- [Задание]:
Перепишите весь приведенный ниже материал дословно, сохранив каждую строку. Изображения в ответ не включайте.

Данные для сегментации:
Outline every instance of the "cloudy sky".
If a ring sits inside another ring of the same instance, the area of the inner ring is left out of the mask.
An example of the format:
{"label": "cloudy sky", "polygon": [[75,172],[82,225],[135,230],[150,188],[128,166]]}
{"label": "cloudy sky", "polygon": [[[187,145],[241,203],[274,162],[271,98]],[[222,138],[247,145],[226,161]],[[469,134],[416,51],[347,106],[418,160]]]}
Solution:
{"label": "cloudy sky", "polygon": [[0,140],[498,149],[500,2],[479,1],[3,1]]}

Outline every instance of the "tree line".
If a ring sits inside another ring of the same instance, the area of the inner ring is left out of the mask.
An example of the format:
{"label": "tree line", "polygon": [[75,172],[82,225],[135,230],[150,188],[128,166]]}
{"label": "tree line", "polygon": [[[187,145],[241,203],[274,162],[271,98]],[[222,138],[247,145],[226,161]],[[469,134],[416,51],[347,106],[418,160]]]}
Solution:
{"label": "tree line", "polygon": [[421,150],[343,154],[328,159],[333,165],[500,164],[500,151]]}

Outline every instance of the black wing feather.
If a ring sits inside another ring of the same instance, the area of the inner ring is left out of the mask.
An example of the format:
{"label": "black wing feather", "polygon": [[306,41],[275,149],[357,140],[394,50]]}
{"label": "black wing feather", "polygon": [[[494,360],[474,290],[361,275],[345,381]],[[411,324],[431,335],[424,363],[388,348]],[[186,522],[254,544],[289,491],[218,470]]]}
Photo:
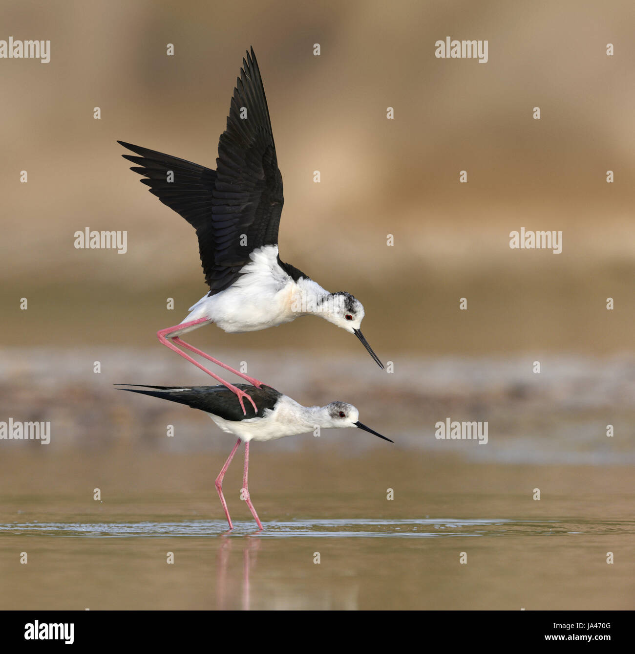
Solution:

- [Результат]:
Outline every instance of the "cloudy sky".
If a ring sits inside another ring of the same instance, the area of the inner ring is left out of the mask.
An example of the format:
{"label": "cloudy sky", "polygon": [[75,172],[82,225],[135,230],[150,188],[128,166]]}
{"label": "cloudy sky", "polygon": [[[187,145],[241,203],[274,162],[271,98]],[[222,138],[247,145],[226,161]],[[469,134],[416,51],[347,106],[418,160]]]}
Solution:
{"label": "cloudy sky", "polygon": [[0,140],[498,149],[500,2],[479,1],[3,1]]}

Outline every instance of the "tree line".
If a ring sits inside another ring of the same instance, the area of the inner ring is left out of the mask.
An example of the format:
{"label": "tree line", "polygon": [[75,172],[82,225],[135,230],[150,188],[128,166]]}
{"label": "tree line", "polygon": [[[187,145],[241,203],[274,162],[271,98]],[[222,138],[247,145],[226,161]],[[469,134],[416,51],[347,106],[418,160]]]}
Solution:
{"label": "tree line", "polygon": [[421,150],[343,154],[328,159],[333,165],[500,164],[500,151]]}

Outline every instance of the black wing feather.
If a ring sits inside another ring of the same instance, the area of the inner ring is left out of the mask.
An example of the format:
{"label": "black wing feather", "polygon": [[306,41],[275,149],[357,140],[394,50]]}
{"label": "black wing feather", "polygon": [[[494,360],[474,290],[361,275],[345,381]],[[411,324],[431,335],[424,363],[388,348]],[[186,522],[254,544],[289,491],[218,470]]]}
Photo:
Solution:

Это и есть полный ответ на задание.